◆ TO-DO LIST ◆
A. Write out everything in the Oakland poet laureate passage from "He, Bedoya and" down to "of civic engagement.", word for word.
B. List every person named in the Oakland poet laureate passage.

◆ DOCUMENT EXTRACT ◆
He, Bedoya and others on the commission have spearheaded the launch of Oakland’s inaugural laureateship as a way to deepen the public’s engagement with the literary arts, and to use the literary arts as a form of civic engagement.
“It seemed silly that Oakland, of all cities, didn’t have this position available,” Fowler says. “We wanted to be sure to bring someone in who was honestly and truly engaged across communities. Who is the people’s poet?”
Nzinga might be the first to fill that role, but Oakland’s tradition of activism and poetry runs deep. With luminaries like Ishmael Reed and Chinaka Hodge, poetry and activism go hand-in-hand in this city and region. (San Francisco has been going hard with official laureates since 1998.) But Oakland hasn’t officially recognized poetry’s impact in a formalized, financially-supported and keys-to-all-the-libraries kind of way. Not until this year. And that is progress that can lead to future opportunities for more voices to be heard across more platforms. Seeing that finally happen “is dope,” Nzinga says.
Still, she is aware of her position as the first-ever laureate, and doesn’t plan to just read from behind a dusty podium or hoard clout for herself.

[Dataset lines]

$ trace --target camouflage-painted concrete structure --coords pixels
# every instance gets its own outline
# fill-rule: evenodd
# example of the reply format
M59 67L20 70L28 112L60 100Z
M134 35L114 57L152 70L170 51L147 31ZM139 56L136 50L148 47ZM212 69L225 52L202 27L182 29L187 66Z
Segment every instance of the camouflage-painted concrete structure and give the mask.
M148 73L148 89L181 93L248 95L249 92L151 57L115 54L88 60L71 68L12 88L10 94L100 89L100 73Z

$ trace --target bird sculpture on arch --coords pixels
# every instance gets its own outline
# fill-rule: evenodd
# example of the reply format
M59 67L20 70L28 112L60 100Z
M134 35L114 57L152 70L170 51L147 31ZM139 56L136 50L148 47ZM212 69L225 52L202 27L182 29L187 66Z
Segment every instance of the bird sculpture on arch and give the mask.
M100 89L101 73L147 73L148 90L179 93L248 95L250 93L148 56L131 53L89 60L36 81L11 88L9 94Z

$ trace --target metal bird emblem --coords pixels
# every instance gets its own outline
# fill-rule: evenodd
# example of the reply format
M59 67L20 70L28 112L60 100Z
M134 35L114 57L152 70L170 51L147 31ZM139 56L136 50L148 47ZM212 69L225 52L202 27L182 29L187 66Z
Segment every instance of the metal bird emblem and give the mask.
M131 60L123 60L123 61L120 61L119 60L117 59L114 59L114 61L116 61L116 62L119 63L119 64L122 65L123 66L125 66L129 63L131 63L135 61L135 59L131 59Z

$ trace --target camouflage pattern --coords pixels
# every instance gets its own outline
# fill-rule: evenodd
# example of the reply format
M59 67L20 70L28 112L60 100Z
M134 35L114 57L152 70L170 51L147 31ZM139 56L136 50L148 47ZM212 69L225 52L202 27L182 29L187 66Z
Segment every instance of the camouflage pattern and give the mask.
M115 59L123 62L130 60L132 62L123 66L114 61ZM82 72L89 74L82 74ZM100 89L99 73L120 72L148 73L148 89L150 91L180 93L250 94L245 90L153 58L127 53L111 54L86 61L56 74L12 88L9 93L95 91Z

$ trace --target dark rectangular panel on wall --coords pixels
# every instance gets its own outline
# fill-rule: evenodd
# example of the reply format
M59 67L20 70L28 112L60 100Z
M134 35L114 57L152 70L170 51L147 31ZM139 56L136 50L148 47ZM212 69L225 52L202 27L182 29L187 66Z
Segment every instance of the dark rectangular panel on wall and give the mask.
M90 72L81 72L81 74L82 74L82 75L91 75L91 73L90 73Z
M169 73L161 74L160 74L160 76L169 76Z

◆ PROBLEM SOLUTIONS ◆
A.
He, Bedoya and others on the commission have spearheaded the launch of Oakland’s inaugural laureateship as a way to deepen the public’s engagement with the literary arts, and to use the literary arts as a form of civic engagement.

B.
Bedoya
Fowler
Nzinga
Ishmael Reed
Chinaka Hodge